◆ **THE PROBLEM**: Print all of the data exactly.

◆ **STORED RECORDS**:
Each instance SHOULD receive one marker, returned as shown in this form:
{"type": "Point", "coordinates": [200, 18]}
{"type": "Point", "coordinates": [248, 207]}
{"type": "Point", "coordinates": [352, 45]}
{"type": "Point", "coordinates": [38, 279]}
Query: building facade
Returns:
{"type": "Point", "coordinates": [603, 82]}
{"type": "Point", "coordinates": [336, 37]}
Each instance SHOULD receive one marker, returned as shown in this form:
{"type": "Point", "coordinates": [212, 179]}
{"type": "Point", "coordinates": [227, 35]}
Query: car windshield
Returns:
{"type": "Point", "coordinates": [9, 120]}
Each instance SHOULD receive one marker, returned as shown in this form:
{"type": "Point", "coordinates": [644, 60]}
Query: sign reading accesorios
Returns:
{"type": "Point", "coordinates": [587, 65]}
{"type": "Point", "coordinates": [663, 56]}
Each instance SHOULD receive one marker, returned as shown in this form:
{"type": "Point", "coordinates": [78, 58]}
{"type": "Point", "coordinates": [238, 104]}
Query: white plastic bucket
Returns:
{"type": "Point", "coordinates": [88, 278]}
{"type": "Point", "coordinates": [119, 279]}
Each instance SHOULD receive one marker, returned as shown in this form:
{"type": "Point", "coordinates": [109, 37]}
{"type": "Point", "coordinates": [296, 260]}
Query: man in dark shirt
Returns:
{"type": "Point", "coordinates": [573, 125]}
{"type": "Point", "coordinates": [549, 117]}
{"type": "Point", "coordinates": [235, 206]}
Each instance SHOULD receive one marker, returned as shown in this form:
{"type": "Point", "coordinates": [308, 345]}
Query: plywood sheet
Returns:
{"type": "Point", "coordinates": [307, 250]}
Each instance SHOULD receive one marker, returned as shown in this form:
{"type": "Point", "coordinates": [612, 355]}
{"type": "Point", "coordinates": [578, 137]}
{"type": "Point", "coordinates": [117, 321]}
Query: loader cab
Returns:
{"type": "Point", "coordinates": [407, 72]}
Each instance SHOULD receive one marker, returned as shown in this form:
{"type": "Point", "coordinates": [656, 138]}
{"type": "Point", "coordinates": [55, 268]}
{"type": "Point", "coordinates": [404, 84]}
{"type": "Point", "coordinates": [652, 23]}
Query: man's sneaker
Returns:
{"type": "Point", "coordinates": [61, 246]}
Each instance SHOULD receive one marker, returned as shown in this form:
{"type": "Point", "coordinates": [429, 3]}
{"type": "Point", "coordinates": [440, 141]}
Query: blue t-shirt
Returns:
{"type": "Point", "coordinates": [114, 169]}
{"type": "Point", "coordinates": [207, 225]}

◆ **WRITTEN ANSWER**:
Each instance SHOULD receive one marker, returned as shown in this form:
{"type": "Point", "coordinates": [200, 18]}
{"type": "Point", "coordinates": [248, 207]}
{"type": "Point", "coordinates": [352, 45]}
{"type": "Point", "coordinates": [38, 279]}
Query: building facade
Returns:
{"type": "Point", "coordinates": [603, 82]}
{"type": "Point", "coordinates": [336, 37]}
Each instance SHOULD receive one marker, returned as shown in this form:
{"type": "Point", "coordinates": [212, 179]}
{"type": "Point", "coordinates": [227, 35]}
Query: car windshield
Returns:
{"type": "Point", "coordinates": [9, 120]}
Each instance SHOULD receive one marker, returned as shown in this form:
{"type": "Point", "coordinates": [644, 60]}
Query: sign reading accesorios
Returns:
{"type": "Point", "coordinates": [587, 65]}
{"type": "Point", "coordinates": [663, 56]}
Each instance SHOULD receive one marker, returned as shown in this form:
{"type": "Point", "coordinates": [78, 58]}
{"type": "Point", "coordinates": [238, 104]}
Query: white plastic bucket
Returns:
{"type": "Point", "coordinates": [88, 278]}
{"type": "Point", "coordinates": [119, 279]}
Each instance SHOULD receive one marker, returned as shown in this form:
{"type": "Point", "coordinates": [109, 37]}
{"type": "Point", "coordinates": [296, 260]}
Query: man in dark shirt
Returns:
{"type": "Point", "coordinates": [573, 125]}
{"type": "Point", "coordinates": [549, 117]}
{"type": "Point", "coordinates": [235, 206]}
Each instance SHOULD receive one marker, returned as shown in this form:
{"type": "Point", "coordinates": [308, 345]}
Query: plywood sheet
Returns:
{"type": "Point", "coordinates": [307, 250]}
Each instance SHOULD receive one marker, returned as shown in this form:
{"type": "Point", "coordinates": [612, 355]}
{"type": "Point", "coordinates": [578, 137]}
{"type": "Point", "coordinates": [117, 321]}
Query: loader cab
Returns:
{"type": "Point", "coordinates": [407, 72]}
Each instance SHOULD receive one marker, returned as shown in this form:
{"type": "Point", "coordinates": [656, 138]}
{"type": "Point", "coordinates": [55, 268]}
{"type": "Point", "coordinates": [404, 84]}
{"type": "Point", "coordinates": [652, 23]}
Query: man's sneaker
Returns:
{"type": "Point", "coordinates": [61, 246]}
Each instance SHOULD receive one marker, returned as shown in this form:
{"type": "Point", "coordinates": [429, 3]}
{"type": "Point", "coordinates": [440, 141]}
Query: blue t-shirt
Returns:
{"type": "Point", "coordinates": [114, 169]}
{"type": "Point", "coordinates": [207, 225]}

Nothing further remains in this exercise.